[INSTRUCTIONS TO FOLLOW]:
Reproduce nothing but the lines from the one with "# indicate one point per instance of the inverted" down to the last line of the data below.

[PROVIDED RECORDS]:

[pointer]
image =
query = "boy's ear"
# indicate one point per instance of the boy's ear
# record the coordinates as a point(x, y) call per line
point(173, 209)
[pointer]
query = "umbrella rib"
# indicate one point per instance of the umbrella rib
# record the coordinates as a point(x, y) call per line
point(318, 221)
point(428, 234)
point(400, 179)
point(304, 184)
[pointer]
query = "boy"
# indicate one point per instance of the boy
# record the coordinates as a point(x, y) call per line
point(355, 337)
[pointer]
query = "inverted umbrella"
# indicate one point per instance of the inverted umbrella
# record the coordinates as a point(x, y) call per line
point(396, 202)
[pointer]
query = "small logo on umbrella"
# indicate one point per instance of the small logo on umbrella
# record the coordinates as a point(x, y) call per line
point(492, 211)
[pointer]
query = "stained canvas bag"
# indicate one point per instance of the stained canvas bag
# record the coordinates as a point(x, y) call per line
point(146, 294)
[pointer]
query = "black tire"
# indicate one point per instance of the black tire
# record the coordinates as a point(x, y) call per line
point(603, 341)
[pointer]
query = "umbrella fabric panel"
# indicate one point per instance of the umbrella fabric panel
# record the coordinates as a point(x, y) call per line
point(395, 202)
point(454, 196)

[OUTPUT OF THE TASK]:
# indicate one point per instance of the inverted umbrella
# record the coordinates as a point(x, y) call per line
point(396, 202)
[pointer]
query = "small logo on umbrella"
# indicate one point per instance of the small logo on umbrella
# record the coordinates as a point(x, y) call per line
point(492, 211)
[pointer]
query = "stained canvas bag"
# indicate one point per instance of the stained canvas bag
# record the coordinates as a point(x, y) call per line
point(146, 294)
[pointer]
query = "black tire"
# indicate one point per instance of the black tire
# record the coordinates as a point(x, y) call per line
point(603, 341)
[pointer]
query = "umbrella fabric panel"
# indicate one point per instance of the umbrella fabric panel
# record the coordinates as a point(x, y) call per line
point(395, 202)
point(454, 196)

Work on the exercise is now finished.